Reading passage
※

Information searching and information management are an essential part of everyday life in today's information society. The skills to find, evaluate, and organize digital information are needed in both professional and personal contexts, such as work, education, and leisure time. Digital information skills are considered one of the three adult basic skills, alongside reading and numeracy skills.

This study examines how various factors related to person (e.g., age, gender), position (e.g., education, employment position), and resources (e.g., digital activity, in-service training) explain digital information skills. The theoretical framework of the study is Jan van Dijk's Resources and Appropriation theory. In Finland, research on digital information skills has mainly focused on schools and students. This study provides new insights into the digital information skills of Finnish adults and workshop youth.

The empirical data used in the study consisted of four different groups: primary and secondary school students (n = 3,222), workshop youth (n = 93), metal industry employees (n = 270), and teachers (n = 4,988). The data was collected using digital skills testing applications developed at the University of Turku. The research methods were correlation analysis, linear regression analysis, and cluster analysis.

Regarding individual factors, age and gender were associated with better information skills only among adults. Teachers' digital activity, self-efficacy, and digital information skills decreased with age. Digital activity and age explained most of the variation in teachers’ digital information skills. Among metal industry employees, older age groups had weaker digital information skills than younger ones. Men performed slightly better than women and also had more confidence in their digital skills compared to women.

Regarding positional factors, both education and position at work were associated with digital information skills. Among metal industry employees, education and using digital tools at work were the most important factors explaining digital information skills. The relationship between work position and digital information skills could only be studied among metal workers. Clerical employees performed better than the production workers. Production workers used digital tools more in their free time than at work, while clerical workers used digital tools at work more than during their free time. Routine factory work, where the use of digital tools is limited, may lead to a vicious circle that prevents skill development.

※

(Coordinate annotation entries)
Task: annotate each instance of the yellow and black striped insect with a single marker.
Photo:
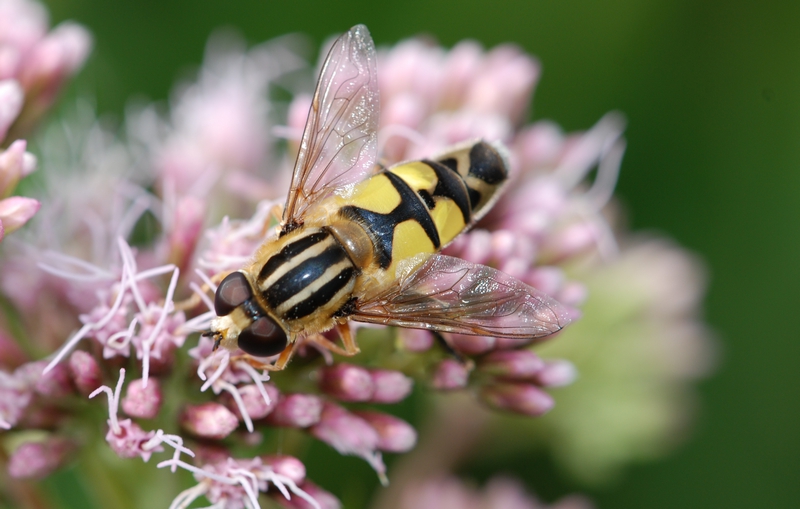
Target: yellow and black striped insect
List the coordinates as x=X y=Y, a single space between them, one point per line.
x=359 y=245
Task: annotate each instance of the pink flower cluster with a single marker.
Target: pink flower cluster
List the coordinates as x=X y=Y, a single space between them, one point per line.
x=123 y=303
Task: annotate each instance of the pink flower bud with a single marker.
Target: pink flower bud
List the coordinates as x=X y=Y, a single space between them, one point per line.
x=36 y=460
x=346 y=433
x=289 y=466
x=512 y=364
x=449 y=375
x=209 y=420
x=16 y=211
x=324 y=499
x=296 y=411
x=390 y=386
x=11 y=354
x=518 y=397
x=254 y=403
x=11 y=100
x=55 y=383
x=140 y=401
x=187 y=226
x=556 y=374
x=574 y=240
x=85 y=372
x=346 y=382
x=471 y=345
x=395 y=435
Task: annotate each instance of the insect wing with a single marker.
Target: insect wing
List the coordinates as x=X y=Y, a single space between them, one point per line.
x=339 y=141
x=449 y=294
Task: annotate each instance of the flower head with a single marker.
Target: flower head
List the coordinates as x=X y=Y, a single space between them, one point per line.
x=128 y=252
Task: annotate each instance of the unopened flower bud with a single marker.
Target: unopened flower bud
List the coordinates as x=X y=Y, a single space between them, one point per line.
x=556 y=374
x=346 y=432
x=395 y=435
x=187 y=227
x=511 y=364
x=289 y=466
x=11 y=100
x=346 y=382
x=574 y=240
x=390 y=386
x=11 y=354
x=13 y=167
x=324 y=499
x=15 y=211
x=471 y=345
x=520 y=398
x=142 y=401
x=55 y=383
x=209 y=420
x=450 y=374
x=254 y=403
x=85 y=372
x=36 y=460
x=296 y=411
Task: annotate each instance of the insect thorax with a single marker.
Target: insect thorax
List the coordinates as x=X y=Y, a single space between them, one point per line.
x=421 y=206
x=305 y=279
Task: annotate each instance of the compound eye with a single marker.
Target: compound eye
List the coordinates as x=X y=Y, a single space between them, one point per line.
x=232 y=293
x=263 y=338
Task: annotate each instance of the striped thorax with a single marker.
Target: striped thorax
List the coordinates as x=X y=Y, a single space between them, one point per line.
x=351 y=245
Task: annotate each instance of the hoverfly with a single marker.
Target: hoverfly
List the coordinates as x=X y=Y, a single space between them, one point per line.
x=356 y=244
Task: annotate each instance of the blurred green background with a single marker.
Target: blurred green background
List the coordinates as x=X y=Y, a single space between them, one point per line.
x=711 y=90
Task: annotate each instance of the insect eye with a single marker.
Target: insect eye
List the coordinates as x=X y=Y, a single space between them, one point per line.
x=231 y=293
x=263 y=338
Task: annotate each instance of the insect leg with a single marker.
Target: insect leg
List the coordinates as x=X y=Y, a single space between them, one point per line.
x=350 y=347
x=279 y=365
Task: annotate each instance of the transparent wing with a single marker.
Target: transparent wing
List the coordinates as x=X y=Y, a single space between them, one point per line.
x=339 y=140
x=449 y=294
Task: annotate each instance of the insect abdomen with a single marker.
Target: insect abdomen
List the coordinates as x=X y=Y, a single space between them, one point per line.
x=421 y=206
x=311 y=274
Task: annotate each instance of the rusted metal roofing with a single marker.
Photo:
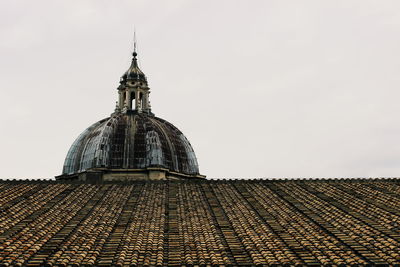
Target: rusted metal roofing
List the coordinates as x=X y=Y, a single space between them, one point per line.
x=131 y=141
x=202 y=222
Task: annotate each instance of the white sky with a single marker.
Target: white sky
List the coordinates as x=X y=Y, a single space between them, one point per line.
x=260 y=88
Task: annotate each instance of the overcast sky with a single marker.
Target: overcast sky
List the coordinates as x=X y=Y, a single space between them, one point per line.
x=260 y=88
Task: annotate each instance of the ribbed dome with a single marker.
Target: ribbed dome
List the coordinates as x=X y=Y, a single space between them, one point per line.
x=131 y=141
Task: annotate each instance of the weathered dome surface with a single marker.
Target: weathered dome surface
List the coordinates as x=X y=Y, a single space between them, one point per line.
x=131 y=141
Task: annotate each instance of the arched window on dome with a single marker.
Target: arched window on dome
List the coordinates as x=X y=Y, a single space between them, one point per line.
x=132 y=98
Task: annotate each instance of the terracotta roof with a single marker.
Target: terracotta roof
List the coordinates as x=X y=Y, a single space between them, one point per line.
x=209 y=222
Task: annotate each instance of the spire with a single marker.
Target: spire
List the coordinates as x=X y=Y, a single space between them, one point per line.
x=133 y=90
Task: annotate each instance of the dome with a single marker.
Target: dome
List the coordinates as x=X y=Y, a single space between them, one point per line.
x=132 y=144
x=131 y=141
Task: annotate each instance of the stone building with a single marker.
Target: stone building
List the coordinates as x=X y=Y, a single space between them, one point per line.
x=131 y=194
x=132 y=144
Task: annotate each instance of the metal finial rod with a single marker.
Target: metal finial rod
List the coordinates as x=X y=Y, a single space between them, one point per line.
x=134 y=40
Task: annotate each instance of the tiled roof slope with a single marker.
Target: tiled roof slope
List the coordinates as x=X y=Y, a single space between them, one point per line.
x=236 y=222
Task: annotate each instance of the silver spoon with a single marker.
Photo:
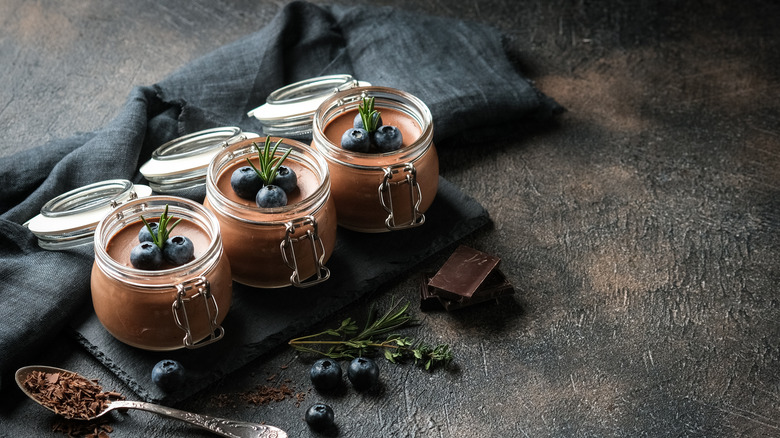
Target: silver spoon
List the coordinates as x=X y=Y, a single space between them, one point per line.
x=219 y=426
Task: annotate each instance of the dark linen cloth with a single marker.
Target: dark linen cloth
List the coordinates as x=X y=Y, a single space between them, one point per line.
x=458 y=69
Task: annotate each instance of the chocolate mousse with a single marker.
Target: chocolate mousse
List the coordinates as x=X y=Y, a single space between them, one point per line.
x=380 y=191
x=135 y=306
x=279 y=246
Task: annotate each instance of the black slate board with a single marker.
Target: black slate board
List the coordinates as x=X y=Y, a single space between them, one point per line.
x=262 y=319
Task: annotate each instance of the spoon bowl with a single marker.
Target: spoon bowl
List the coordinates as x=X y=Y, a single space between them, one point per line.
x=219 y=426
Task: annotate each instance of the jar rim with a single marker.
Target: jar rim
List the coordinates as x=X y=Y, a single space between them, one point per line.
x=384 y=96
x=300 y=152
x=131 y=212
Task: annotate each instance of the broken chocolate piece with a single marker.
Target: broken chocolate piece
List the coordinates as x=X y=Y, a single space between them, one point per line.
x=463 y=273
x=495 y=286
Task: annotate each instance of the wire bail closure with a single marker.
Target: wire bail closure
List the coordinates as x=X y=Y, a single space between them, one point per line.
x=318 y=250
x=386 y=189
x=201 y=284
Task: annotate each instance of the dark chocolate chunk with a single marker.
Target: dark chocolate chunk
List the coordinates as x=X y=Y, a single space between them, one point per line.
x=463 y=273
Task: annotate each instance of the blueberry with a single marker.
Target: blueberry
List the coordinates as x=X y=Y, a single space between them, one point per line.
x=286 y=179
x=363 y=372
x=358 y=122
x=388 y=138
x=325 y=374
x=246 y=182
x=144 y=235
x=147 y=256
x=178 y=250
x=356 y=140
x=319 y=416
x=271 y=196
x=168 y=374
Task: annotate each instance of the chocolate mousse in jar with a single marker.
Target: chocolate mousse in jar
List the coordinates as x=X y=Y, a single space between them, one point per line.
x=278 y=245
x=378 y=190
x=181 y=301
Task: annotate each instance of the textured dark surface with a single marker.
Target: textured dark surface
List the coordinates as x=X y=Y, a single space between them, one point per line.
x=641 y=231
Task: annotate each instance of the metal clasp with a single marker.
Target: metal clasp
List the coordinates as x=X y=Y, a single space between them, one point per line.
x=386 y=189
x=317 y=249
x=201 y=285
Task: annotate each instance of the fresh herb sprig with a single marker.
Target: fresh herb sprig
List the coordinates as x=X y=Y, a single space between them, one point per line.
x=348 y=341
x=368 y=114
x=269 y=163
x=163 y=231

※

Work to do
A. Show every line in the entries above that contains the word "insect". Case counts.
B. Please continue the study summary on adults' digital information skills, starting after its last sentence.

Answers to each task
A.
Task: annotate each instance of the yellow and black striped insect with a single marker.
Target: yellow and black striped insect
Task: annotate each instance of the insect wing with a single marker.
Target: insect wing
Task: annotate each instance of the insect thorax with a single marker.
Target: insect thorax
Task: annotate each instance of the insect eye with a single marker.
Target: insect eye
Task: annotate each instance of the insect leg with a single marker.
Target: insect leg
Task: annotate each instance of the insect abdomen with a single marker.
Target: insect abdomen

B.
The most significant resource factor was digital activity. Furthermore, selfefficacy and in-service training explained teachers' digital information skills. In the metal industry, production workers' use of digital tools related to their work was the most important factor explaining digital information skills. The use of digital tools in the workplace also strongly correlated with education and position. On the other hand, leisure-time digital use did not explain digital information skills. Using digital tools during leisure time is often simpler than using them during working hours. For workshop youth, digital activity or individual use of digital tools was not related to digital information skills. The only variables that explained digital information skills for them were skills in other areas of digital competence.

The results of regression analyses indicate that age was the only person-related factor that explained digital information skills, and even then, only for teachers. Regarding positional factors, educational background explained digital information skills. However, the most significant predictors of information skills were resource factors. Therefore, available resources, such as digital activity and skills in other areas of digital competence, were more significant than personal or positional factors. For instance, merely the position at work does not explain digital information skills; the true determinant of skills is the experience of using digital tools. This is a positive result as it is easier to influence resource factors.